Starting at the top of the records and stopping after the line that contains "[[209, 30], [461, 47]]", write those lines out again with "bathroom" changed to "washroom" and nothing else altered.

[Point annotation records]
***

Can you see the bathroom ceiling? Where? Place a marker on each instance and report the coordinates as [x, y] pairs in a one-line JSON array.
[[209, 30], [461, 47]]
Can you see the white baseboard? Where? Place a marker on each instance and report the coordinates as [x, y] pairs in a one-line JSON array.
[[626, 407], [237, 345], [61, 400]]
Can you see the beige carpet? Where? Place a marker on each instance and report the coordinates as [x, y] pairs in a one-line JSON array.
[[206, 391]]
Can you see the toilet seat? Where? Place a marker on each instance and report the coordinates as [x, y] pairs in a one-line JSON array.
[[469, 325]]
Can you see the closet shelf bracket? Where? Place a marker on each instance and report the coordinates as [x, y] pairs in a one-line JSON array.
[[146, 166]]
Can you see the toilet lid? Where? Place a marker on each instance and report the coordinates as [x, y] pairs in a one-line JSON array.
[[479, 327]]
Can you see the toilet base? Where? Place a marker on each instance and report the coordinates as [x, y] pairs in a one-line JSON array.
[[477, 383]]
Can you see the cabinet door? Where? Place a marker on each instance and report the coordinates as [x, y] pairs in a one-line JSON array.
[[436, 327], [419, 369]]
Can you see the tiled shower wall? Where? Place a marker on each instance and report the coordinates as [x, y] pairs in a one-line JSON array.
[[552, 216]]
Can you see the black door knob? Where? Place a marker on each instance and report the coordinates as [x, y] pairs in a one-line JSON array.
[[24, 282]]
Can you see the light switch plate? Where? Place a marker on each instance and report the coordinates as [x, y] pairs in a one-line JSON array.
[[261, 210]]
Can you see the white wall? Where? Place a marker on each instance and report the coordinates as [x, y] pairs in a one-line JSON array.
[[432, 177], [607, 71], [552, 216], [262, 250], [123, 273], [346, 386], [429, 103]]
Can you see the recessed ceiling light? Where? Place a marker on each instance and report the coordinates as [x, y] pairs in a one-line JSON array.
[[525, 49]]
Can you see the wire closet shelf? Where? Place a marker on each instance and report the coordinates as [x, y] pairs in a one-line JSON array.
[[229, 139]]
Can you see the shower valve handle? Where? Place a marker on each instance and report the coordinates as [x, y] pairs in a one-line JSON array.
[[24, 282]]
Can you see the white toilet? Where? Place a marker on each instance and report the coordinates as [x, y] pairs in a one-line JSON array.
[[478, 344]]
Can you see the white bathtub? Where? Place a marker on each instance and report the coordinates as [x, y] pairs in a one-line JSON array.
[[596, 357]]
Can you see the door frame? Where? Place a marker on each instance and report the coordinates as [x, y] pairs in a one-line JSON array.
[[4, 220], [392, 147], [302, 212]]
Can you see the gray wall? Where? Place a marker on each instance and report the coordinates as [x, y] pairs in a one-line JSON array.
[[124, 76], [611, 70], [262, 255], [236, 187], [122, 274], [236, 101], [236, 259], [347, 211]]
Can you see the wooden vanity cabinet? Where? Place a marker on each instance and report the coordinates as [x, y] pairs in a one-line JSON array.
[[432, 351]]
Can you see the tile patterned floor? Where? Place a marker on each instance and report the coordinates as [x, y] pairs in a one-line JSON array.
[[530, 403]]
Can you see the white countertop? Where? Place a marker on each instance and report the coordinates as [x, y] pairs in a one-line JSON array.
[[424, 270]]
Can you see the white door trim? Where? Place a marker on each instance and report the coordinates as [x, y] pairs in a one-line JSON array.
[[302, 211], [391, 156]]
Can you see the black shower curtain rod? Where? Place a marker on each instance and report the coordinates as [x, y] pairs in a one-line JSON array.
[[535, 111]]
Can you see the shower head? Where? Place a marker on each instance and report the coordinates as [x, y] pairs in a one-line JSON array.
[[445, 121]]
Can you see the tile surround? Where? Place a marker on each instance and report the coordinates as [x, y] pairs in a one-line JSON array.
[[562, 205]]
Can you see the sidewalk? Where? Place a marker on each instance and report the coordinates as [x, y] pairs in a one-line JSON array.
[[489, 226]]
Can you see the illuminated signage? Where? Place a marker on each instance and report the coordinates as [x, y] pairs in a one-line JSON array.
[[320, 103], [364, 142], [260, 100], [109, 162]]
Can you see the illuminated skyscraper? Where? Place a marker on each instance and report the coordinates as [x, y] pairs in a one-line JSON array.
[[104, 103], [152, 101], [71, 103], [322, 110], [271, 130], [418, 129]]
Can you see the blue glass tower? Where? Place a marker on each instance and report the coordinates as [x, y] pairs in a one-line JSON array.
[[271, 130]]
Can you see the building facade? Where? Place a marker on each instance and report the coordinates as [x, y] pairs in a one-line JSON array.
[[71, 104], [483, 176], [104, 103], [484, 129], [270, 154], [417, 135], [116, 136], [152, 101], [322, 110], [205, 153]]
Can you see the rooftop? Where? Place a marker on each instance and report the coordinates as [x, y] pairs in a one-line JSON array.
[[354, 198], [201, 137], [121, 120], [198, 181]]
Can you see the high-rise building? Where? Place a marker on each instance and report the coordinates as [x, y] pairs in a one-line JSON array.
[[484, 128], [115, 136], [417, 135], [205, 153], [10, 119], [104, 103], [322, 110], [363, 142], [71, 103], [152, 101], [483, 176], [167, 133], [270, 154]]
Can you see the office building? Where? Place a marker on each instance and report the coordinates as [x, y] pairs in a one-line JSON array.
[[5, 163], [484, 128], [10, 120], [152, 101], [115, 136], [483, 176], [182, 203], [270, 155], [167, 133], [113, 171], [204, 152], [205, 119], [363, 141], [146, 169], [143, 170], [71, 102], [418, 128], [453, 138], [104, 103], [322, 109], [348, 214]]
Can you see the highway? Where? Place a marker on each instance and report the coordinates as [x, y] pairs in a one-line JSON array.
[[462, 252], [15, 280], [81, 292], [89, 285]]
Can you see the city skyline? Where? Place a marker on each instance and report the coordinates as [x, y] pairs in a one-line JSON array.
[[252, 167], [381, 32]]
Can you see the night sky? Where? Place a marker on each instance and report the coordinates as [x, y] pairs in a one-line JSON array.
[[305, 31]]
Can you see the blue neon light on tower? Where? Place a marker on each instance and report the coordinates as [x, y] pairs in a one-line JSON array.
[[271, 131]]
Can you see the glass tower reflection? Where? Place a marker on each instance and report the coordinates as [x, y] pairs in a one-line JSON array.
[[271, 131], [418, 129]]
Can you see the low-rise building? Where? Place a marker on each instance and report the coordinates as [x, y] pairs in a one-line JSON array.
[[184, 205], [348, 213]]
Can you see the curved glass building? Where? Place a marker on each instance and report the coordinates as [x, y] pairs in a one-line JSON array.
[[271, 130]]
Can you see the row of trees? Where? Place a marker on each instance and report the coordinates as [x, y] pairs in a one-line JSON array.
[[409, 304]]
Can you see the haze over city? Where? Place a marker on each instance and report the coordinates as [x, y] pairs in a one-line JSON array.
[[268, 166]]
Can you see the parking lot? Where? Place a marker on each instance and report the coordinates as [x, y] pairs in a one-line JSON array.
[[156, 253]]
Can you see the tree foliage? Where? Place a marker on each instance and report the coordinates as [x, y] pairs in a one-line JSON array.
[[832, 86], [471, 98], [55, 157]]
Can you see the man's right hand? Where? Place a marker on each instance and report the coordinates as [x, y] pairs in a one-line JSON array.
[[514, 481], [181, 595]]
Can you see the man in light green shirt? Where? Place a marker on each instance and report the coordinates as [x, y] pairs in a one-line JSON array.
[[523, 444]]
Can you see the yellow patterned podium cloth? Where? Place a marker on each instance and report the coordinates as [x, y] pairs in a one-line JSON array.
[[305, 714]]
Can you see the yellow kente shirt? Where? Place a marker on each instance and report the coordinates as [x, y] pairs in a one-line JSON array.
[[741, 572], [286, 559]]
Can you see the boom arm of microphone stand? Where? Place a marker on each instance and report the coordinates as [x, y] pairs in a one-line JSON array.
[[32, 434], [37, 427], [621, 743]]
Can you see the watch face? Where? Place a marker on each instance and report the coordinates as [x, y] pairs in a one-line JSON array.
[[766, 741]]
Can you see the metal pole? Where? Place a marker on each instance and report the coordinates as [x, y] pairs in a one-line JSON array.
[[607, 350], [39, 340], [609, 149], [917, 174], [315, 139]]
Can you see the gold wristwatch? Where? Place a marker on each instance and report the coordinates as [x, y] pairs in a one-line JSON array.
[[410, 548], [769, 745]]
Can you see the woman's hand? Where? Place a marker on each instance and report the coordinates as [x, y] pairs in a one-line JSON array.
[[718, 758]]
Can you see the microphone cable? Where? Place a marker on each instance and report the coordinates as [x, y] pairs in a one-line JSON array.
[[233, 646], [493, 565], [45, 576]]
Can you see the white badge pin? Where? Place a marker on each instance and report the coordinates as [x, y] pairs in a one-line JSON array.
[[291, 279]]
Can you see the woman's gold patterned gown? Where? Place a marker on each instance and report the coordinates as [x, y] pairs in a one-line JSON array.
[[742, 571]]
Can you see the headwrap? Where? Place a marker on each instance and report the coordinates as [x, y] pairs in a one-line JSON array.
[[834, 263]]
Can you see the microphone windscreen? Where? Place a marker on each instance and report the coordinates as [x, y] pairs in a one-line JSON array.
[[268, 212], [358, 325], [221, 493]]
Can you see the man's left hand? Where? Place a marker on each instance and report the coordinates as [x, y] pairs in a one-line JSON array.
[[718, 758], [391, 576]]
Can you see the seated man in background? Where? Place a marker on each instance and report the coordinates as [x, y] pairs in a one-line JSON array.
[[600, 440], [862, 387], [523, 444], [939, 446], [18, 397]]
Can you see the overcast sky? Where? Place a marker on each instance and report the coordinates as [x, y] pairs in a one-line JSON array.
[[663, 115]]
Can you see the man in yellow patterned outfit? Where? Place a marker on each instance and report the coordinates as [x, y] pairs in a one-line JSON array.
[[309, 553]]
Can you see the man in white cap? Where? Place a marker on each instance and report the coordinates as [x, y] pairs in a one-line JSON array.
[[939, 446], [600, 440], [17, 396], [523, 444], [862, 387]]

***

> _SOLUTION TO THIS EXERCISE_
Can you see the washroom ceiling? Where? Place a marker on each instance and report the coordinates as [x, y] pairs in a one-line JSON array.
[[209, 30], [461, 47]]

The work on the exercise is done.